The exercise>
From the material below, copy out verbatim the lines starting with the one containing "Identify eyeglasses. Give" and continuing through the one containing "278 282 307 298", with both of those lines included. Leave the pictures out.
..........
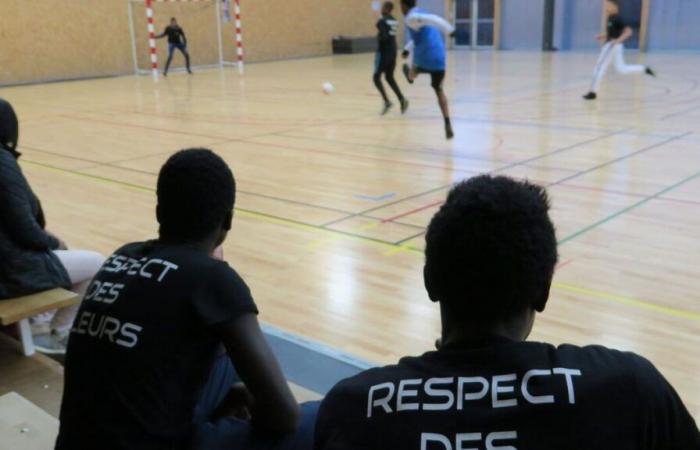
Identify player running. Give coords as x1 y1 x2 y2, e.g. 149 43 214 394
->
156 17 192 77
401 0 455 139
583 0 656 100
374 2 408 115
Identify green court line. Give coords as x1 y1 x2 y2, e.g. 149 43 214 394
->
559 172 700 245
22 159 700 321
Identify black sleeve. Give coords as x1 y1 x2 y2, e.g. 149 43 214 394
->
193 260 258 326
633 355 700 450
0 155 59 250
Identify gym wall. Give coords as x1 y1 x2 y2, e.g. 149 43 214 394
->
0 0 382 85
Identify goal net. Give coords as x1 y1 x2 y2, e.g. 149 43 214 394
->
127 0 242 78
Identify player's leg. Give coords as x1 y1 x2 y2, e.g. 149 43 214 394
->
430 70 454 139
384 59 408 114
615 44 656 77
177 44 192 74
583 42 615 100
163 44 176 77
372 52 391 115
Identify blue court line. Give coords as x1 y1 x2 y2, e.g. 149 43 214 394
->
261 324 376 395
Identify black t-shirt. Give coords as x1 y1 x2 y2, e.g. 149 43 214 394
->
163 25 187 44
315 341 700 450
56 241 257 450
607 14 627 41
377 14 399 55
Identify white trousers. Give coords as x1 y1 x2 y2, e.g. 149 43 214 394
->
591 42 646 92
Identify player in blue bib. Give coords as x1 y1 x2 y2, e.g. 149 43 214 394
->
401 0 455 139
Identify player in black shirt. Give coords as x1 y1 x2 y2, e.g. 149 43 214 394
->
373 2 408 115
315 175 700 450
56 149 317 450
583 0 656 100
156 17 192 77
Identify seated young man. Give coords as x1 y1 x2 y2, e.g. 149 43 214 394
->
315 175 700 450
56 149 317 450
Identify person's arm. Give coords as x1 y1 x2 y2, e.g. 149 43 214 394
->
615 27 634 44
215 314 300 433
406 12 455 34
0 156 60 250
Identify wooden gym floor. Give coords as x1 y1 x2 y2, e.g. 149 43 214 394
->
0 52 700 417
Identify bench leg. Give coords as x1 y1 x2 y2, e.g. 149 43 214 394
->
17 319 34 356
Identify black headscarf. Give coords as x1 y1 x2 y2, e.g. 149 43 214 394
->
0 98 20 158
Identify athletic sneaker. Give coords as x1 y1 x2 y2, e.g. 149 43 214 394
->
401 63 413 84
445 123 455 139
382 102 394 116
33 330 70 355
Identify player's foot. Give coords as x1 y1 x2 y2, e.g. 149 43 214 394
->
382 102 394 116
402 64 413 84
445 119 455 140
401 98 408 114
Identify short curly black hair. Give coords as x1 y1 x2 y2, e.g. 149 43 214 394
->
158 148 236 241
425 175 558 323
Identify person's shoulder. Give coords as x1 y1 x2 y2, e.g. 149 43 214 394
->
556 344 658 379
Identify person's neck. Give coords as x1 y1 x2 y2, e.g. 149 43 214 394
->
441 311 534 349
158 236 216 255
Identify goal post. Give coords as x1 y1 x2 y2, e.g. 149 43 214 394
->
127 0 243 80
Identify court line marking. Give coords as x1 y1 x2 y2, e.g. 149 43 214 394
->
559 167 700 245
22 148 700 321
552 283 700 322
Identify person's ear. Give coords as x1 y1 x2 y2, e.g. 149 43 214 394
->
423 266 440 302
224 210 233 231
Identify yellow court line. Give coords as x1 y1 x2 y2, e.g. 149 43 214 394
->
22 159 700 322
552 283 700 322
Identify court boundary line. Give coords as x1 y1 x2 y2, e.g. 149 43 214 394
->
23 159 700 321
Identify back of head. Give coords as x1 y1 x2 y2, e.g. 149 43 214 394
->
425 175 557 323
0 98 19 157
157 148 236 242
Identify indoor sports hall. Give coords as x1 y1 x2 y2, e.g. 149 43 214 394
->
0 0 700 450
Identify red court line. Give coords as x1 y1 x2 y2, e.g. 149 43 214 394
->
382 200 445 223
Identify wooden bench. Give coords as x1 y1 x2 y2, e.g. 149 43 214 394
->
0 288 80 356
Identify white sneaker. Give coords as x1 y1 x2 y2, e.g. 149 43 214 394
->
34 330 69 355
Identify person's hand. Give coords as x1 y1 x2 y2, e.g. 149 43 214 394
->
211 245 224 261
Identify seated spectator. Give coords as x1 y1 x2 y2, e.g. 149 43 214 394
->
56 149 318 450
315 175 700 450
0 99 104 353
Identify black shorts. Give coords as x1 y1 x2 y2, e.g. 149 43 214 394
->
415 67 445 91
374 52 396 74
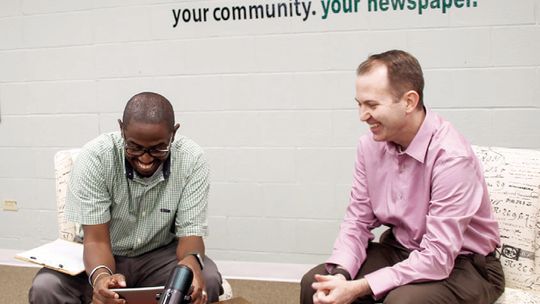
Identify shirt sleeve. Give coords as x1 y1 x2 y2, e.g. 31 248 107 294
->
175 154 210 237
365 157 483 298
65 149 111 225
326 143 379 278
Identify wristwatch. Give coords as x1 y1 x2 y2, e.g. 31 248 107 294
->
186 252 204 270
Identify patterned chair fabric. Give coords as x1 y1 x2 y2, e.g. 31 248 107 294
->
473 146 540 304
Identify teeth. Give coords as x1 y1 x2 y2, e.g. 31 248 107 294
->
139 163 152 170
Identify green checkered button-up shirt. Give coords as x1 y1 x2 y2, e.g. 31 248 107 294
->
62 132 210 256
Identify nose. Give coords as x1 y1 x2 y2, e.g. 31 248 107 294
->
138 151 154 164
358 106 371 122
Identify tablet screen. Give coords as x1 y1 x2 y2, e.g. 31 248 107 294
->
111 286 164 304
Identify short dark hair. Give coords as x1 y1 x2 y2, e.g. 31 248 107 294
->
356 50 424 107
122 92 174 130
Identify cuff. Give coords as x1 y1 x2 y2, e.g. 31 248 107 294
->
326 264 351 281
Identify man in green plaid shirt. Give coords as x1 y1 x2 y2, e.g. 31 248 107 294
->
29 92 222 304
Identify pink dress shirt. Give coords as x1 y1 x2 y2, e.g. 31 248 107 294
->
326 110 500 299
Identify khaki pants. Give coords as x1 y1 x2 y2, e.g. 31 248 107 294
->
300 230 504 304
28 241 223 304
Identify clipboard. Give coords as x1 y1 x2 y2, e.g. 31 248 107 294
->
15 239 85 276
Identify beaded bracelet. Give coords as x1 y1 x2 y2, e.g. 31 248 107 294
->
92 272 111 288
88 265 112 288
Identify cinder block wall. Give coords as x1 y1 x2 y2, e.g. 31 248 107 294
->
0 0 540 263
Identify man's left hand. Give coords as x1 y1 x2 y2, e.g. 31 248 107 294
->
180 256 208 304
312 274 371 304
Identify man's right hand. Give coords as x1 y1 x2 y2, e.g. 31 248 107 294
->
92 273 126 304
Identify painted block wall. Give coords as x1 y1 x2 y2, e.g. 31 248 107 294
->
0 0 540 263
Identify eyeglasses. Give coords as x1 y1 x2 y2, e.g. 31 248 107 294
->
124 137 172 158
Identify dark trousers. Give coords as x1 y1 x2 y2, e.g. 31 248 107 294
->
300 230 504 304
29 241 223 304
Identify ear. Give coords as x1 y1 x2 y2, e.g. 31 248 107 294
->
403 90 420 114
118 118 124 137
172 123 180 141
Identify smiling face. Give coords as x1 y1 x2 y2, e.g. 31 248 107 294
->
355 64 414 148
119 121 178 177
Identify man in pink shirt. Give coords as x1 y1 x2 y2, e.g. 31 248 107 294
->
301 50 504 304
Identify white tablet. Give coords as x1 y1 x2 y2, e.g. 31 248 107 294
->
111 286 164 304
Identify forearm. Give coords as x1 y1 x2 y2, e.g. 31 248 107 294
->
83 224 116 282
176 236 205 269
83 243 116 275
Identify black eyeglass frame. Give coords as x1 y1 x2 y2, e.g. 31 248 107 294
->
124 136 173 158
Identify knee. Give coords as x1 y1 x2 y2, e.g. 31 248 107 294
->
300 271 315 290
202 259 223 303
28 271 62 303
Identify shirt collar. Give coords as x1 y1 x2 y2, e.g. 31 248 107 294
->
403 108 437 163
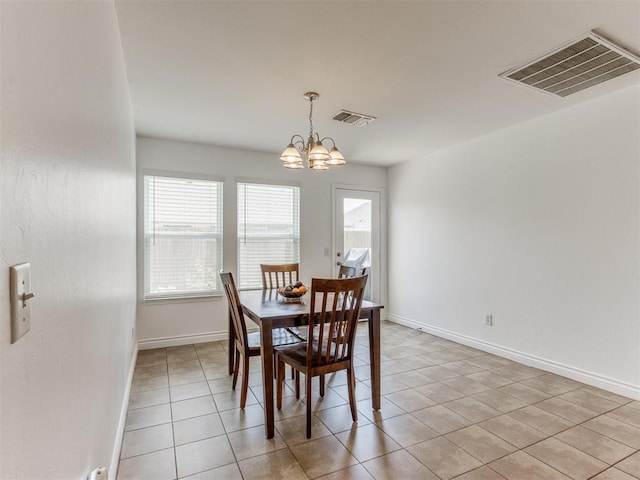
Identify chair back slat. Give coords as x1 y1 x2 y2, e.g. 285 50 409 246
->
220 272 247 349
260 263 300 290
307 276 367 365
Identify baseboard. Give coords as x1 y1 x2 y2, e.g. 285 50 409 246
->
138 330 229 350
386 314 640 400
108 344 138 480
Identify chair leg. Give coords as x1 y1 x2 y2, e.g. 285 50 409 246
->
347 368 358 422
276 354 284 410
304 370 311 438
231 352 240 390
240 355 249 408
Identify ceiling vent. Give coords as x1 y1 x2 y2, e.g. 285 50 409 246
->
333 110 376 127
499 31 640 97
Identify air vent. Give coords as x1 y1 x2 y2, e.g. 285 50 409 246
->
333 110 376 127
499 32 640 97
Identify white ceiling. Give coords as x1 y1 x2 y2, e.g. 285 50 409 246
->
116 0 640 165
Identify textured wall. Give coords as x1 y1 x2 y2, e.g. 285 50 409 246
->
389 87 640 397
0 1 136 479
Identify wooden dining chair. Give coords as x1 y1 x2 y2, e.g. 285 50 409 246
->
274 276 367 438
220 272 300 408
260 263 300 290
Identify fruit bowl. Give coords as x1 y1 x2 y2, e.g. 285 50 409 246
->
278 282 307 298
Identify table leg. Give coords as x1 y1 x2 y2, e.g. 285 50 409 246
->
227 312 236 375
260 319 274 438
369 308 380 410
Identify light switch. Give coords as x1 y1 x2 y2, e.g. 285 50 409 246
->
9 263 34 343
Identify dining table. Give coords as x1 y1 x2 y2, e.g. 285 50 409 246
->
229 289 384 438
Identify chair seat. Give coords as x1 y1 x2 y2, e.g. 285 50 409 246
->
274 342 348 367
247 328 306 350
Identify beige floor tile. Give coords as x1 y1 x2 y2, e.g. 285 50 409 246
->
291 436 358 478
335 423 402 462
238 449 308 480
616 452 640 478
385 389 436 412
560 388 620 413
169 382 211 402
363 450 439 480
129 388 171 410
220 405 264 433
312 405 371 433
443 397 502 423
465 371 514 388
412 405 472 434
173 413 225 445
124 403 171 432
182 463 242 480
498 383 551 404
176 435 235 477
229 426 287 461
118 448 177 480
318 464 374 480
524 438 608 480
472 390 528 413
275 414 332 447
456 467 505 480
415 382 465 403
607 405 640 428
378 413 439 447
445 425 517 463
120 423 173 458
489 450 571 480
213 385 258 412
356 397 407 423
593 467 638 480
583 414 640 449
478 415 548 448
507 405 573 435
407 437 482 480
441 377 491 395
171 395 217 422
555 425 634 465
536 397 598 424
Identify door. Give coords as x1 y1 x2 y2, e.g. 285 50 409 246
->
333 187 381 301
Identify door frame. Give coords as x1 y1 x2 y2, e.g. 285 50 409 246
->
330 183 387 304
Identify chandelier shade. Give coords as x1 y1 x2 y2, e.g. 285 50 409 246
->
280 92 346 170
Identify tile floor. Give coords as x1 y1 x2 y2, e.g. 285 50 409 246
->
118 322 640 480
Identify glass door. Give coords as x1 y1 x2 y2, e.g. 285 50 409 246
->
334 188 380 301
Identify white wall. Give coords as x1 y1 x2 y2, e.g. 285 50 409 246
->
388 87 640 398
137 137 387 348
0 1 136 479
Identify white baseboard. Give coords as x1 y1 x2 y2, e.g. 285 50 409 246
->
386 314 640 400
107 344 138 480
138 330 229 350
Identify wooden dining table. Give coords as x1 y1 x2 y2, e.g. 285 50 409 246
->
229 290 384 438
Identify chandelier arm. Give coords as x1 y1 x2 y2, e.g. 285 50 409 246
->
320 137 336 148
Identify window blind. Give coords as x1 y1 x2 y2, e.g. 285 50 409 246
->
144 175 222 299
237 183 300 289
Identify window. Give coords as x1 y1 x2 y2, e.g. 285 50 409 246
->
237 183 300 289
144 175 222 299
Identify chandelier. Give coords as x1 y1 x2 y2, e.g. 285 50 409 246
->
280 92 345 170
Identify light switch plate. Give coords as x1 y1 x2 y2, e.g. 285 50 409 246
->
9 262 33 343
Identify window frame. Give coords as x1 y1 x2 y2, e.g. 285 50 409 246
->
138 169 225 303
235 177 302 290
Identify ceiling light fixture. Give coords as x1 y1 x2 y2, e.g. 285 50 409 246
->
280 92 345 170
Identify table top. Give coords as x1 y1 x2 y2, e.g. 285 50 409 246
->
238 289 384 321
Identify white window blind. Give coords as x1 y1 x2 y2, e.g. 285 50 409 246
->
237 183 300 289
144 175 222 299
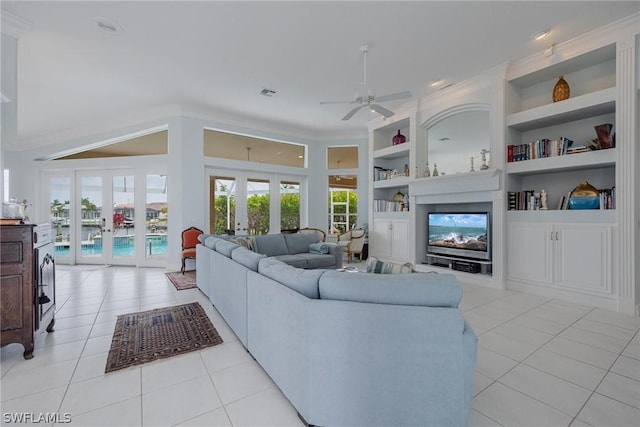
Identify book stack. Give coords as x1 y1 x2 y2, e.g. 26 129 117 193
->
..........
Answer for the task>
Identify eyeglasses. Give coords as x1 y1 x2 y2, e.g. 31 248 107 294
->
124 137 172 158
Identify dark trousers. Give coords as x1 y1 x2 y2, e.g. 31 248 107 294
->
300 230 504 304
29 241 223 304
Identify ear. Give coords as x1 y1 x2 y2, e.g. 31 248 107 294
->
403 90 420 114
118 118 124 137
172 123 180 141
Identify smiling face. Give coords as x1 y1 x2 y2, e.g. 31 248 107 294
->
355 64 414 148
119 121 178 177
Identify man in pink shirt. Give coords as x1 y1 x2 y2, e.g. 31 248 107 294
->
301 50 504 304
Identify white tablet. Give coords as x1 y1 x2 y2, e.g. 31 248 107 294
->
111 286 164 304
Identify forearm. Give coords as x1 y1 x2 y2, e.g. 31 248 107 294
->
83 224 116 282
176 236 205 269
83 243 116 275
Identify black eyeglass frame. Give coords as x1 y1 x2 y2, e.g. 31 248 107 294
->
124 136 173 158
Identify knee. Give coords as x1 y1 x2 y2, e.g. 31 248 107 294
->
300 271 315 290
202 259 223 303
28 271 62 303
Identify shirt collar. Give coords as x1 y1 x2 y2, e.g. 31 248 107 294
->
403 108 437 163
Identify chair back slat. Give coords as x1 y1 x2 y2, e.g. 285 50 409 246
->
220 272 247 349
260 263 300 290
307 276 367 365
Identify baseboard. Give coords as x1 y1 x2 y2, e.g. 285 50 409 246
->
138 330 229 350
386 314 640 400
108 344 138 480
Identify chair leg. Give coords as x1 y1 x2 y2, e.g. 285 50 409 246
->
347 368 358 422
276 354 284 410
304 370 311 438
231 352 240 390
240 355 249 408
Identify ceiling vent. Give coords as x1 y1 x2 y2, e.g. 285 50 409 246
->
333 110 376 127
499 31 640 97
Identify air vent. Give coords as x1 y1 x2 y2, e.g. 285 50 409 246
->
333 110 376 127
499 32 640 97
Identify white ceiling. Give coords as x1 y1 x2 y2, e.g. 285 50 409 246
->
116 0 640 165
Identify textured wall. Give coords as x1 y1 x2 y2, e.g. 285 50 409 246
->
389 87 640 397
0 1 136 479
Identify wooden dining chair. Give coords as x1 y1 x2 y2, e.g. 285 50 409 246
->
274 276 367 438
220 272 300 408
260 263 300 290
Identify fruit bowl. Give coords as x1 y1 x2 y2, e.g. 285 50 409 246
->
278 282 307 298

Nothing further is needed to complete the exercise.